EXCERPT TO READ:
Open Adoption in the News
Opening Their Hearts: Gaining in popularity, open adoptions allow birth parents to be part of child's life
November 18, 2003
The Bulletin, Bend, Oregon
By Julie Johnson
Tamar Robledo was the at-home mother of a 4-month-old by when she found out she was pregnant.
Her boyfriend of nearly 10 years, Joseph Bryant, brought in enough money to support the small family from his job as a land surveyor - but just barely. Robledo was still healing from the birth of their son and learning how to be a mother.
Robledo and Bryant didn't know how they were going to manage another infant.
"Mentally, physically, emotionally, financially - I just could not do it," Robledo said of raising another child so close on the heels of now 14-month-old Skyyler.
With abortion dismissed out of hand because of their religious and personal beliefs, the Bend couple turned to adoption, but not just any adoption. The couple wanted to be able to visit their child and see her grow up. They chose an open adoption, an arrangement in which the birth parents are guaranteed periodic visits with their child and continued ties with the adoptive family.

Collected data:

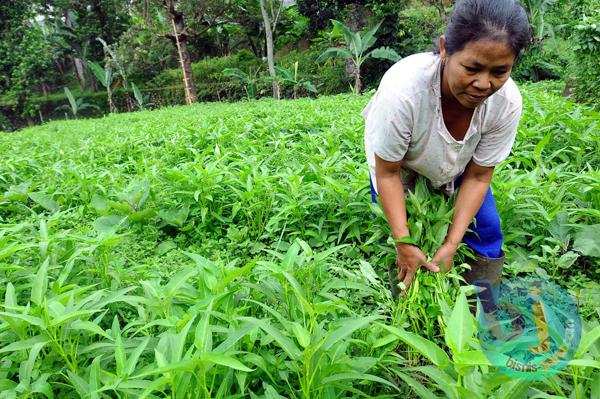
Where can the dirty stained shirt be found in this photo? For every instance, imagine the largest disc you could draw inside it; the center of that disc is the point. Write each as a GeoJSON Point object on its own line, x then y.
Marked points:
{"type": "Point", "coordinates": [404, 122]}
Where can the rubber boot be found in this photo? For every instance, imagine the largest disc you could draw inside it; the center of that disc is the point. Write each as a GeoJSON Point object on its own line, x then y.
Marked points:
{"type": "Point", "coordinates": [393, 276]}
{"type": "Point", "coordinates": [485, 273]}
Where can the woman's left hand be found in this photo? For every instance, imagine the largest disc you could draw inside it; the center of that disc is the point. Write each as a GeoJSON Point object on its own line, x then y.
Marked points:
{"type": "Point", "coordinates": [444, 257]}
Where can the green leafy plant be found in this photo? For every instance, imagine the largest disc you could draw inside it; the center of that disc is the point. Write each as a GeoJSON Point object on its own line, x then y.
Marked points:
{"type": "Point", "coordinates": [291, 78]}
{"type": "Point", "coordinates": [76, 105]}
{"type": "Point", "coordinates": [105, 77]}
{"type": "Point", "coordinates": [357, 50]}
{"type": "Point", "coordinates": [249, 80]}
{"type": "Point", "coordinates": [141, 101]}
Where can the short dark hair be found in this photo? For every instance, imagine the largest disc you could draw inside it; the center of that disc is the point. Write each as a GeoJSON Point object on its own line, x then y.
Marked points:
{"type": "Point", "coordinates": [498, 20]}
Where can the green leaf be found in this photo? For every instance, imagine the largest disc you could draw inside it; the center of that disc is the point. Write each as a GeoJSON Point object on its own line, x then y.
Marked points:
{"type": "Point", "coordinates": [109, 224]}
{"type": "Point", "coordinates": [587, 340]}
{"type": "Point", "coordinates": [90, 327]}
{"type": "Point", "coordinates": [224, 360]}
{"type": "Point", "coordinates": [203, 337]}
{"type": "Point", "coordinates": [24, 344]}
{"type": "Point", "coordinates": [420, 389]}
{"type": "Point", "coordinates": [460, 327]}
{"type": "Point", "coordinates": [135, 356]}
{"type": "Point", "coordinates": [44, 200]}
{"type": "Point", "coordinates": [346, 328]}
{"type": "Point", "coordinates": [357, 377]}
{"type": "Point", "coordinates": [26, 368]}
{"type": "Point", "coordinates": [40, 283]}
{"type": "Point", "coordinates": [586, 240]}
{"type": "Point", "coordinates": [302, 335]}
{"type": "Point", "coordinates": [286, 344]}
{"type": "Point", "coordinates": [471, 358]}
{"type": "Point", "coordinates": [425, 347]}
{"type": "Point", "coordinates": [584, 363]}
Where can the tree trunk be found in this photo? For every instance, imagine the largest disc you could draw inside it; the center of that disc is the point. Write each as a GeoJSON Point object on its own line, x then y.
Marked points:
{"type": "Point", "coordinates": [358, 18]}
{"type": "Point", "coordinates": [179, 39]}
{"type": "Point", "coordinates": [357, 81]}
{"type": "Point", "coordinates": [270, 52]}
{"type": "Point", "coordinates": [439, 4]}
{"type": "Point", "coordinates": [77, 62]}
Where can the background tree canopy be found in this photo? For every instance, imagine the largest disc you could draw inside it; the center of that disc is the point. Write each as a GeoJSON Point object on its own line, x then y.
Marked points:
{"type": "Point", "coordinates": [163, 46]}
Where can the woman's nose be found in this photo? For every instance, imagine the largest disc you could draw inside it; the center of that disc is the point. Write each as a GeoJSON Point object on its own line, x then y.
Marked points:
{"type": "Point", "coordinates": [482, 83]}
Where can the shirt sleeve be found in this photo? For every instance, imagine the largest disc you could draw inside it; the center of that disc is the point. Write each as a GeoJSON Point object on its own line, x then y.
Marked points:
{"type": "Point", "coordinates": [496, 144]}
{"type": "Point", "coordinates": [389, 119]}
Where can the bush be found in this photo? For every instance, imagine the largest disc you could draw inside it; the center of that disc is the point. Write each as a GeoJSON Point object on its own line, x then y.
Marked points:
{"type": "Point", "coordinates": [541, 62]}
{"type": "Point", "coordinates": [213, 85]}
{"type": "Point", "coordinates": [586, 69]}
{"type": "Point", "coordinates": [417, 28]}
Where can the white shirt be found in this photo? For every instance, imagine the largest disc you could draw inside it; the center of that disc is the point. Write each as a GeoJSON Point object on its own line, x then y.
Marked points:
{"type": "Point", "coordinates": [404, 122]}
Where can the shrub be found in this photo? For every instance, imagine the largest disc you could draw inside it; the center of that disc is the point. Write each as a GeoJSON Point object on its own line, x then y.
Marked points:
{"type": "Point", "coordinates": [587, 55]}
{"type": "Point", "coordinates": [540, 62]}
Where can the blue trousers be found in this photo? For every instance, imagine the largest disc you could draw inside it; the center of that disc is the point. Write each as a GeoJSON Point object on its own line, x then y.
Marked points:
{"type": "Point", "coordinates": [485, 237]}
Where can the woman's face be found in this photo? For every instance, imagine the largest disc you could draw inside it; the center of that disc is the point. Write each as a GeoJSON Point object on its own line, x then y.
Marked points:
{"type": "Point", "coordinates": [477, 71]}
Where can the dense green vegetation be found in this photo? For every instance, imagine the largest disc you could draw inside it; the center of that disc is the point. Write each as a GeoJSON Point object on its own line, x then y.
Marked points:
{"type": "Point", "coordinates": [47, 45]}
{"type": "Point", "coordinates": [228, 250]}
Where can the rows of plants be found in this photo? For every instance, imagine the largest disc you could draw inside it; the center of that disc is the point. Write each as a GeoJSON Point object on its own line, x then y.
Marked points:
{"type": "Point", "coordinates": [229, 250]}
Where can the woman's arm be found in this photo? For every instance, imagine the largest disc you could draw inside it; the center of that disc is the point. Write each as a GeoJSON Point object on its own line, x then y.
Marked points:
{"type": "Point", "coordinates": [391, 192]}
{"type": "Point", "coordinates": [475, 184]}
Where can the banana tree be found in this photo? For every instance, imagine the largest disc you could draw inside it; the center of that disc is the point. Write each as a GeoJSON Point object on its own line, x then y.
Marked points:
{"type": "Point", "coordinates": [76, 105]}
{"type": "Point", "coordinates": [105, 77]}
{"type": "Point", "coordinates": [249, 80]}
{"type": "Point", "coordinates": [536, 9]}
{"type": "Point", "coordinates": [288, 77]}
{"type": "Point", "coordinates": [357, 50]}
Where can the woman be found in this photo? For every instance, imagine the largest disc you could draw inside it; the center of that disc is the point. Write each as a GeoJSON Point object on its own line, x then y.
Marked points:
{"type": "Point", "coordinates": [450, 116]}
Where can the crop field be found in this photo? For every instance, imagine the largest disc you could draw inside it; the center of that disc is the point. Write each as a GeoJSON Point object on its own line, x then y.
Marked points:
{"type": "Point", "coordinates": [231, 251]}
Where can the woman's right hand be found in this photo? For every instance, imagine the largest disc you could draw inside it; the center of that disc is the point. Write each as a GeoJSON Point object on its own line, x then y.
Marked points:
{"type": "Point", "coordinates": [408, 259]}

WHAT YOU WILL DO:
- A) According to the open adoption article, what job did Joseph Bryant hold?
- B) Gather every line of the records that contains the word "hand".

EXPECTED RESPONSES:
- A) He worked as a land surveyor.

- B)
Where can the woman's left hand be found in this photo? For every instance, imagine the largest disc you could draw inside it; the center of that disc is the point. Write each as a GeoJSON Point object on its own line, x then y.
Where can the woman's right hand be found in this photo? For every instance, imagine the largest disc you could draw inside it; the center of that disc is the point. Write each as a GeoJSON Point object on its own line, x then y.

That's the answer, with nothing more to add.